** Activity list **
(1) According to the biography of Joseph D. Leitch, in what year did he begin attending West Point?
(2) Extend the biography of Joseph D. Leitch, starting after its last sentence.

** Reading passage **
____________________

U.S. Army major general

Joseph D. Leitch (March 8, 1864 – October 26, 1938) was a career officer in the United States Army.

A veteran of the American Indian Wars, Spanish–American War, Philippine–American War, United States occupation of Veracruz, World War I, and North Russia intervention, he attained the rank of major general and was a recipient of the Army Distinguished Service Medal, Silver Star Italian Order of Saints Maurice and Lazarus and Czechoslovak Cross of War. Leitch was most notable for his service as commander of the 13th Division and 3rd Division, as well as inspector general and chief of staff for American Expeditionary Force, Siberia.

==Early life==
Joseph Dugald Leitch was born in Montague, Michigan on March 8, 1864, the son of Dugald Leitch and Sarah (Ferguson) Leitch. His family moved to Nebraska when Leitch was six years old, and he was raised and educated in Montague and in Clay Center, Nebraska. He attended Doane College in 1882 and 1883. While at Doane, Leitch took part in the school's military program, the Doane College Light Guards, and advanced through the ranks to become the unit's first lieutenant.

In early 1883, Leitch was an unsuccessful applicant to the United States Military Academy. He applied successfully in late 1883 and began attendance at West Point in 1884. He graduated in 1889 ranked 44th of 49 and in June 1889 he received his commission as a second lieutenant of Infantry. Among his fellow graduates included several men who would become general officers, such as Charles Dudley Rhodes, Clement Flagler, Eben Eveleth Winslow, Frank Daniel Webster, Walter Augustus Bethel, Winthrop S. Wood, Chester Harding, William L. Kenly, William Lassiter, Edward McGlachlin Jr., George LeRoy Irwin, William Wright Harts, William G. Haan, Charles Crawford and William S. Graves. Charles Young was another distinguished graduate, becoming the first African American to attain the rank of colonel.

____________________

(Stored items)
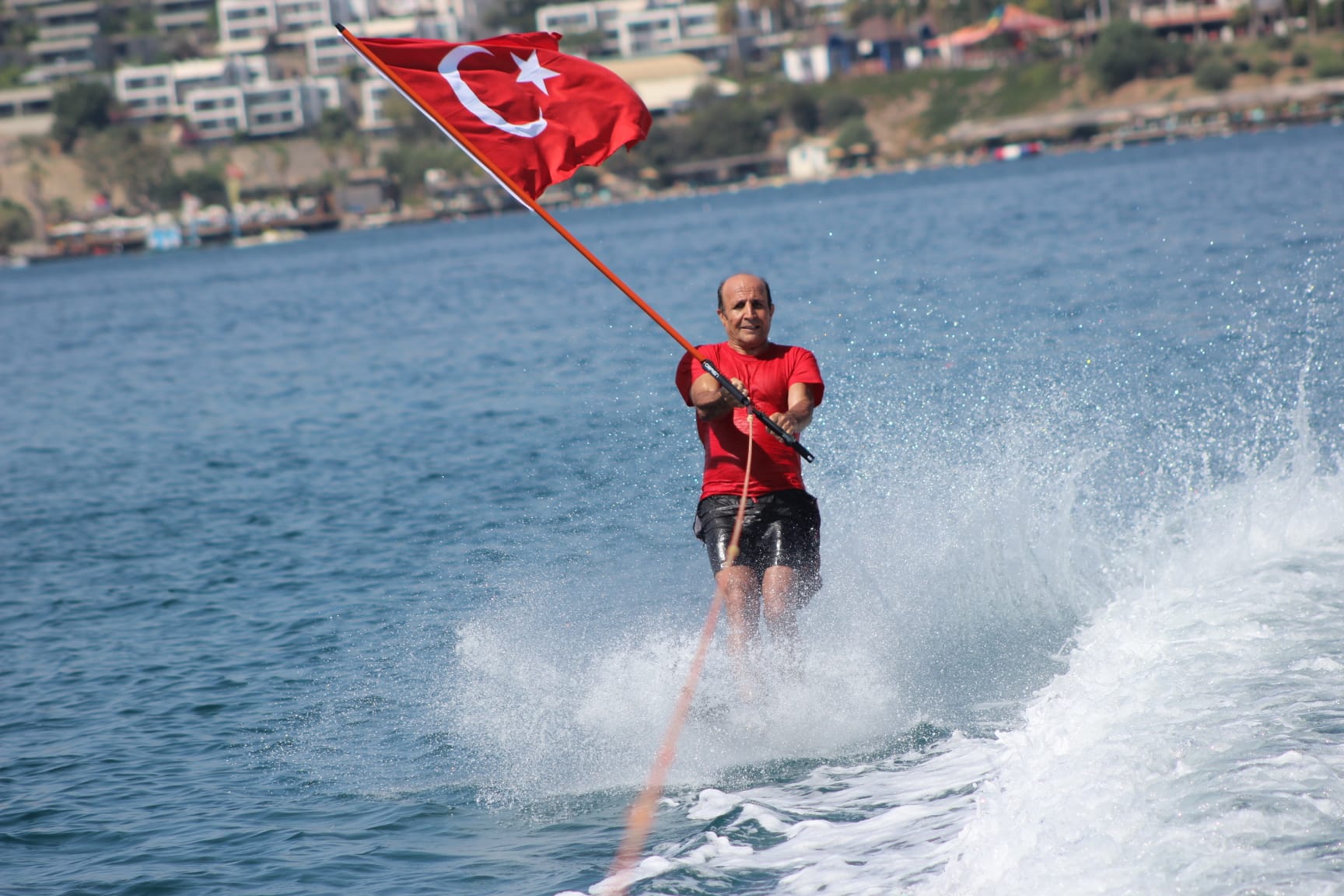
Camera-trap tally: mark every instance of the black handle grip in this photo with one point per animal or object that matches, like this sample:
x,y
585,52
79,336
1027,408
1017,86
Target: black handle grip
x,y
771,425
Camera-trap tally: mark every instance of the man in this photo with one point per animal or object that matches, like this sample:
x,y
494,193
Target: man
x,y
780,561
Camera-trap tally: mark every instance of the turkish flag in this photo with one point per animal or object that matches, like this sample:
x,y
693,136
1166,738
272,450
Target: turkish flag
x,y
534,112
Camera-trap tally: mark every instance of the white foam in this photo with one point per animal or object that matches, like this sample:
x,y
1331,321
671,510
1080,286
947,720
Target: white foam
x,y
1183,744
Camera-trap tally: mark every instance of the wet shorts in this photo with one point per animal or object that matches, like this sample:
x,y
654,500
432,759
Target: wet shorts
x,y
780,528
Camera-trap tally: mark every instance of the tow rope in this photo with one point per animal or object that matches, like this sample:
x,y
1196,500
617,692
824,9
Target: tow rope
x,y
640,818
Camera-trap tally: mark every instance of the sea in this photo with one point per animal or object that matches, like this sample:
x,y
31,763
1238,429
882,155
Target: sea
x,y
363,565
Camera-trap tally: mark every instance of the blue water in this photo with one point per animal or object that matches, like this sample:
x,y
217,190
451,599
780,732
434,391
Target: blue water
x,y
363,563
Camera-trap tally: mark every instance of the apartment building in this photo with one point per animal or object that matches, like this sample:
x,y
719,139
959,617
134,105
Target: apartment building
x,y
173,16
642,27
26,112
68,40
160,92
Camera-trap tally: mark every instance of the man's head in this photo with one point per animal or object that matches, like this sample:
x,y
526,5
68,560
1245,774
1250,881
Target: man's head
x,y
745,310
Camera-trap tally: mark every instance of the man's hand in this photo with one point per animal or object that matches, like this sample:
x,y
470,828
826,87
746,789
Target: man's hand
x,y
727,397
711,401
786,422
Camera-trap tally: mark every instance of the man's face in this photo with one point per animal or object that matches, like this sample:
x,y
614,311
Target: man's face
x,y
746,312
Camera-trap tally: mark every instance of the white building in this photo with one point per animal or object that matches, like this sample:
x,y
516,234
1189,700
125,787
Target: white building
x,y
640,27
182,15
160,92
26,112
247,24
373,92
217,112
327,51
261,109
667,83
223,97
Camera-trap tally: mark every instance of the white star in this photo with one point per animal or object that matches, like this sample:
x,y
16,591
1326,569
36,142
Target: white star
x,y
531,72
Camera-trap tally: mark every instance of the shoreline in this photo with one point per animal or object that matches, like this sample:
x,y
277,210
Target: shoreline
x,y
1159,129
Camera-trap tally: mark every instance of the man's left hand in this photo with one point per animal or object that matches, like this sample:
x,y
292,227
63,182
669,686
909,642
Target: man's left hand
x,y
786,422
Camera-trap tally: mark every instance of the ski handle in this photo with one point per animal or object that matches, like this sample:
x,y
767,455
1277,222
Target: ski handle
x,y
757,413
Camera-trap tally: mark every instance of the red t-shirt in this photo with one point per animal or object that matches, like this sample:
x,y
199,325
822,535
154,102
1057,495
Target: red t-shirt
x,y
768,376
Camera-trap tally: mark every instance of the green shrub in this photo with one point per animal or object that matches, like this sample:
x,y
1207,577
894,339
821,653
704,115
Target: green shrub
x,y
1125,50
15,223
803,110
79,108
854,132
1266,68
1214,74
1328,65
839,109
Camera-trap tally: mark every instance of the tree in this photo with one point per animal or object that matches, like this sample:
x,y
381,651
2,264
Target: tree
x,y
206,184
82,108
852,133
334,131
1214,74
15,225
803,110
513,15
839,109
1125,50
120,157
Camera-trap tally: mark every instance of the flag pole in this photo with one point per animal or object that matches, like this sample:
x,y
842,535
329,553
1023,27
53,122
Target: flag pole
x,y
513,190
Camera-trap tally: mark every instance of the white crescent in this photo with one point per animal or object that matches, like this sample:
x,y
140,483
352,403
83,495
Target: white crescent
x,y
474,103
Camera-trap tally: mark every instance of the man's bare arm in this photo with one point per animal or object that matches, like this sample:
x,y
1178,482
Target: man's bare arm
x,y
710,399
800,410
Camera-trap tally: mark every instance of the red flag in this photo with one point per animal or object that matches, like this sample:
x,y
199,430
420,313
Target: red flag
x,y
534,112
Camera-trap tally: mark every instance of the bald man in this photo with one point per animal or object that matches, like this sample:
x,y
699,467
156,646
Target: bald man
x,y
780,563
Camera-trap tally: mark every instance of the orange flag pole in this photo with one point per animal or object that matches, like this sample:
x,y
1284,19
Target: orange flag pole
x,y
513,190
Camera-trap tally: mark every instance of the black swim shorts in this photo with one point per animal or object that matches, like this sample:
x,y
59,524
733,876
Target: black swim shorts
x,y
780,528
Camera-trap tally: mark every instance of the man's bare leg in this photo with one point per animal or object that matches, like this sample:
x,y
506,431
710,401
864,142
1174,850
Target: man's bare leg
x,y
742,600
780,595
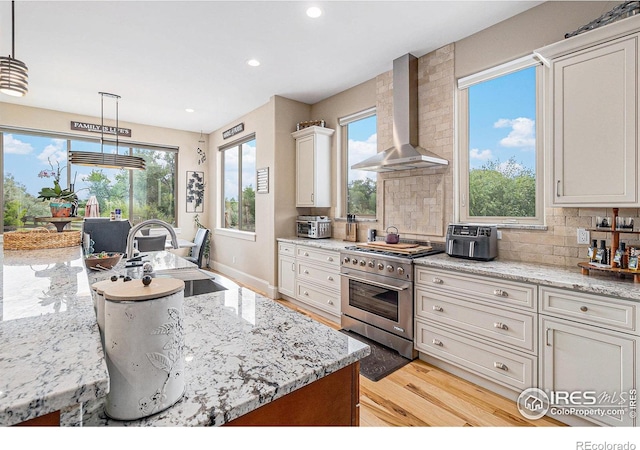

____________________

** Answers below **
(1) 1884

(2)
==Early career==
Leitch was assigned to the 24th Infantry Regiment and posted to Fort Bayard, New Mexico, where he served from October 1889 to December 1891. From December 1891 to May 1892, he was the post adjutant at Camp San Carlos, Arizona. He served with Company A, 24th Infantry and as post adjutant, post exchange officer, and post signal officer at Fort Huachuca, Arizona from May 1892 to October 1896. During his years in New Mexico and Arizona, Leitch participated in several campaigns against the Apache Indians. Leitch served at Fort Douglas, Utah, from October 1896 to April 1898. He was promoted to first lieutenant in the 7th Infantry in December 1896 and transferred back to the 24th Infantry in March 1897.

==Spanish–American War==
The 24th Infantry was mobilized for the Spanish–American War in April 1898, and Leitch was with the regiment during organization and training at Chickamauga Park, Georgia and in Tampa, Florida. As commander of Company B, and later as acting regimental adjutant, Leitch served in Cuba during the summer of 1898, including the Battle of San Juan Hill and Siege of Santiago. Leitch contracted yellow fever in late July 1898, and remained at a convalescent camp in Siboney, Cuba until September 1898. He was demobilized at Camp Wikoff, New York at the end of September and returned to duty at Fort Douglas in October.

==Philippine–American War==
Leitch served as adjutant of the 24th Infantry from Oct 1898 to October 1899 and was promoted to captain in the 25th Infantry on September 8, 1899. He served with the 25th Infantry at the Presidio of San Francisco from March to October 1899. He served briefly as aide-de-camp for William Rufus Shafter, commander of the Department of California, then was reassigned to Fort Sam Houston, Texas as commander of Company G, 25th Infantry, which he led from November 1899 to July 1900. He continued in command of Company G at Fort Logan, Colorado from July to September 1900. Leitch took command of 1st Battalion, 25th Infantry at the Presidio of San Francisco in September 1900, and traveled to the Philippines with his unit to take part in the Philippine–American War. After arrival in Bolinao, in November, Leitch resumed command of Company G, and he remained in this post until August 1901.

In September 1901, Leitch was assigned as adjutant of the 25th Infantry. He served at Iba, Zambales, Malabon, and Manila and remained in the Philippines until July 1902. In August 1902, the 25th Infantry returned to the United States. Leitch served briefly at the Presidio of San Francisco before the regiment moved to its new post in Nebraska.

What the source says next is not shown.